- Objective:
Copy the full set of lines exactly as given.
·····
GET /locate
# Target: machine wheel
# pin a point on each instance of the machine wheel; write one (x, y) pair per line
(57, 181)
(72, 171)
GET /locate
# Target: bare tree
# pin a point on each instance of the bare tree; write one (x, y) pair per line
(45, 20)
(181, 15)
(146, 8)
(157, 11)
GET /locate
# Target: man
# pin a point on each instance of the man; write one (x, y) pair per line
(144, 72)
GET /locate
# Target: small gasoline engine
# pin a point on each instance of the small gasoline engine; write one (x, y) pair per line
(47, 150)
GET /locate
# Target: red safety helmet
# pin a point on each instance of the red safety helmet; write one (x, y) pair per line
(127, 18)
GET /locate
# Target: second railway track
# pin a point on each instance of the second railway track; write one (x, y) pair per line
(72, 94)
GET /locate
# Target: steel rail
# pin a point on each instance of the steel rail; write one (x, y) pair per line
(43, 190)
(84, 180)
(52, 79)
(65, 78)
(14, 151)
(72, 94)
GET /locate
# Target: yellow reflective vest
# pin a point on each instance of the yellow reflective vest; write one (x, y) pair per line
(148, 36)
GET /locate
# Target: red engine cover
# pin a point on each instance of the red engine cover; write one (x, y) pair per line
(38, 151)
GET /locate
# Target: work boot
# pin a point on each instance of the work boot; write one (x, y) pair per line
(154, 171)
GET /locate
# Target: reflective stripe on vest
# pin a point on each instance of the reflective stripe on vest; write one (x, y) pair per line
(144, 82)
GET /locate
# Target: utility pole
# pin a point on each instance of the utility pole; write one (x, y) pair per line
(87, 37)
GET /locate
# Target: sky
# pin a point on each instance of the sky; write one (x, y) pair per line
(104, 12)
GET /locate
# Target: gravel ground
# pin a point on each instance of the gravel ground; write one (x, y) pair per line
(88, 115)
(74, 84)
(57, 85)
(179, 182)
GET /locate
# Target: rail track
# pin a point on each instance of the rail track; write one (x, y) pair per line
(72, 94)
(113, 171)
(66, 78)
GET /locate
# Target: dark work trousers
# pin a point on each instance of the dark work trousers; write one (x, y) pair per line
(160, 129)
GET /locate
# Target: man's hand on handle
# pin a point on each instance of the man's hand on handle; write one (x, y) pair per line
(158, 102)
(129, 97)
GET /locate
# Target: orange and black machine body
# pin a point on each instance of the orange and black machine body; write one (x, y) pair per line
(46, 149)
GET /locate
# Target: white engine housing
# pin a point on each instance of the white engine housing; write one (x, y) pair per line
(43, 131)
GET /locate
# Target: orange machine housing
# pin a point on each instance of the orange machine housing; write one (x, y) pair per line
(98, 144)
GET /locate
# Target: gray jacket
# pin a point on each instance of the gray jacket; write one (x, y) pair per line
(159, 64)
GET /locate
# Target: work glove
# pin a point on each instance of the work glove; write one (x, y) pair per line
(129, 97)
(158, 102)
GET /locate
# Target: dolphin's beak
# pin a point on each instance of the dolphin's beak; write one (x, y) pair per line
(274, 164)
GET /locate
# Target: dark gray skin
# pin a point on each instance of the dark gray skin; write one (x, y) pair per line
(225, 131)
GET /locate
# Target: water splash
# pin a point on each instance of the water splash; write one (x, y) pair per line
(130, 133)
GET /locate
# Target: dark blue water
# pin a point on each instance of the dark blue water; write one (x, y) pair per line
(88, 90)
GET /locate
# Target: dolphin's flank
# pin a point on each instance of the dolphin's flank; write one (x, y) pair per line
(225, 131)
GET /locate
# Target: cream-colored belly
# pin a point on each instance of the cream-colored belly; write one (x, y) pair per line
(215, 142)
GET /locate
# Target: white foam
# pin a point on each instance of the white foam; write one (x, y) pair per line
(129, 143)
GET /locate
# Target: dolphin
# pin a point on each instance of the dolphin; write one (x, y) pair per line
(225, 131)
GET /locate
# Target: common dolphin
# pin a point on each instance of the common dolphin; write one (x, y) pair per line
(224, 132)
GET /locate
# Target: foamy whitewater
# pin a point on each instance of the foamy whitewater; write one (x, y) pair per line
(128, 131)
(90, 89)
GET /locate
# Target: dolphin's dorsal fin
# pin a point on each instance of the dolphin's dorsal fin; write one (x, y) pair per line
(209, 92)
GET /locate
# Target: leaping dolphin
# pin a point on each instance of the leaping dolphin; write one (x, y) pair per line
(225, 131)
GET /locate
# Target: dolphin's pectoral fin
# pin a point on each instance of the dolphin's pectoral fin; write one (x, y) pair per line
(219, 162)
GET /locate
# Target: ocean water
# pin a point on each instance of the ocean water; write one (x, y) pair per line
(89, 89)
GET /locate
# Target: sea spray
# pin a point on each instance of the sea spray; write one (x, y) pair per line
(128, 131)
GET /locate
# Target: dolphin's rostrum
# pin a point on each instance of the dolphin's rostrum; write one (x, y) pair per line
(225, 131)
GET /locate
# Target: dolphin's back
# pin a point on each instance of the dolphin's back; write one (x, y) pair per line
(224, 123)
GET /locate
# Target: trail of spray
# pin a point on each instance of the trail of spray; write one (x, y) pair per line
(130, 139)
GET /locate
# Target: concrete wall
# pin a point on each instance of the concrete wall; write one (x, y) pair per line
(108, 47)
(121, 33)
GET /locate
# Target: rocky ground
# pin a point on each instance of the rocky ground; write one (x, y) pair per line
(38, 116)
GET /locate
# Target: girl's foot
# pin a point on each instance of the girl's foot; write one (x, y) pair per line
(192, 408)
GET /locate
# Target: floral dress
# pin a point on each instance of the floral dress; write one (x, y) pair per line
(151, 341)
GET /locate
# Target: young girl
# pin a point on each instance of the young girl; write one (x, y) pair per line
·····
- Result below:
GET /locate
# Target: machine wheel
# pin a point on each instance of the machine wheel; write one (x, y) pair per line
(57, 181)
(72, 171)
GET /locate
# Target: bare tree
# pin a point on each instance of the bare tree; write one (x, y) pair per line
(45, 20)
(181, 15)
(146, 8)
(157, 11)
GET /locate
# Target: man
# pin a point on each instance of the man; write one (x, y) pair per line
(144, 72)
GET /locate
# Target: small gasoline engine
# pin a point on each instance of the small gasoline engine; write one (x, y) pair per line
(47, 150)
GET /locate
# Target: red safety helmet
# pin a point on each instance of the red safety helmet; write one (x, y) pair per line
(127, 18)
GET /locate
# Target: second railway track
# pin a point on each instance of the second railway track; write one (x, y) pair per line
(72, 94)
GET /locate
# Target: steel rail
# pin a point on each instance of the steel rail; write one (x, y) pair per line
(43, 190)
(84, 180)
(52, 79)
(65, 78)
(14, 151)
(72, 94)
GET /locate
# Target: yellow reflective vest
# pin a point on each instance of the yellow reflective vest; write one (x, y) pair per line
(148, 36)
GET /locate
# Target: red engine cover
# pin a point on each instance of the red engine cover; write one (x, y) pair per line
(38, 151)
GET /locate
# Target: work boot
# pin a point on each instance of the work boot; write one (x, y) pair per line
(154, 171)
GET /locate
# Target: reflective stripe on vest
# pin a point on each instance of the reflective stripe on vest; write one (x, y) pair per line
(144, 82)
GET /locate
# Target: utility pole
# pin a point on each instance of the utility pole; write one (x, y) pair per line
(87, 37)
GET /locate
# Target: sky
# pin a point on each instance of the sky; write one (x, y) pair per line
(104, 12)
GET /locate
# Target: gravel ground
# pin a point on each instance of the gravel ground; write one (x, y) pair per line
(88, 115)
(74, 84)
(57, 85)
(179, 182)
GET /locate
# Target: rail track
# pin a point on each instance of the rail track; write one (x, y) pair per line
(72, 94)
(113, 171)
(66, 78)
GET /locate
# Target: dark work trousers
# pin a point on each instance of the dark work trousers; write one (x, y) pair per line
(160, 129)
GET /locate
# Target: man's hand on handle
# pin a point on each instance of the man's hand on handle; write one (x, y) pair per line
(158, 102)
(129, 97)
GET /locate
# Target: orange and black machine body
# pin a point on each instance of the orange and black machine body; write one (x, y) pair per line
(46, 149)
GET /locate
# Target: white engine housing
# pin a point on each instance of the white engine housing; write one (x, y) pair per line
(43, 131)
GET /locate
# Target: orange machine housing
# pin a point on each instance of the orange machine housing; write one (x, y) pair per line
(98, 144)
GET /locate
# Target: gray jacket
# pin a point on each instance of the gray jacket; write one (x, y) pair per line
(159, 64)
GET /locate
# Target: work glove
# pin a point on each instance of the work glove; write one (x, y) pair per line
(129, 97)
(158, 102)
GET /locate
# Target: dolphin's beak
# pin a point on each instance of the dolphin's beak; write one (x, y) pair per line
(274, 164)
GET /locate
# Target: dark gray skin
# pin a point on each instance of the dark gray skin; write one (x, y) pair per line
(225, 131)
GET /locate
# Target: water splash
# pin a point on each instance of the water splash; write one (x, y) pair per line
(130, 133)
GET /locate
# Target: dark blue water
# pin a point on each instance of the dark blue water; write one (x, y) pair per line
(88, 90)
GET /locate
# Target: dolphin's flank
# pin a point on each instance of the dolphin's flank; write one (x, y) pair per line
(225, 131)
GET /locate
# Target: cream-colored belly
# pin a point on each instance of the cream-colored belly; write one (x, y) pair per line
(215, 142)
GET /locate
# Target: white foam
# pin a point on each instance of the white foam; write one (x, y) pair per line
(129, 143)
GET /locate
# Target: dolphin
# pin a point on each instance of the dolphin; write one (x, y) pair per line
(225, 131)
GET /locate
# Target: common dolphin
# pin a point on each instance of the common dolphin; write one (x, y) pair per line
(224, 132)
GET /locate
# Target: foamy whitewater
# pin a point on each instance of the foamy whitewater; write one (x, y) pair per line
(128, 131)
(90, 89)
GET /locate
# Target: dolphin's dorsal fin
# pin a point on each instance of the dolphin's dorsal fin; write one (x, y) pair per line
(209, 92)
GET /locate
# Target: leaping dolphin
# pin a point on each instance of the leaping dolphin; write one (x, y) pair per line
(225, 131)
GET /locate
# Target: dolphin's pectoral fin
# pin a point on each instance of the dolphin's pectoral fin; write one (x, y) pair per line
(219, 162)
GET /locate
# Target: ocean water
# pin a point on each instance of the ocean water; write one (x, y) pair per line
(89, 89)
GET /locate
# Target: sea spray
# pin a point on each instance of the sea spray; write one (x, y) pair per line
(128, 131)
GET /locate
# Target: dolphin's rostrum
# pin a point on each instance of the dolphin's rostrum; write one (x, y) pair per line
(225, 131)
GET /locate
# Target: dolphin's back
# pin a point on each instance of the dolphin's back; write one (x, y) pair per line
(224, 123)
GET /locate
# Target: trail of spray
# pin a point on each instance of the trail of spray; write one (x, y) pair per line
(130, 139)
GET /locate
# Target: concrete wall
# pin a point on each instance of the concrete wall; write one (x, y) pair per line
(108, 47)
(121, 33)
GET /locate
# Target: rocky ground
# pin a point on each instance of the rocky ground; write one (x, y) pair per line
(38, 116)
GET /locate
# Target: girl's foot
# pin a point on each instance of the girl's foot; write one (x, y) pair per line
(192, 408)
GET /locate
# Target: floral dress
# pin a point on each instance of the floral dress; write one (x, y) pair per line
(151, 341)
GET /locate
# Target: young girl
# pin a point on each instance of the young girl; write one (x, y) pair per line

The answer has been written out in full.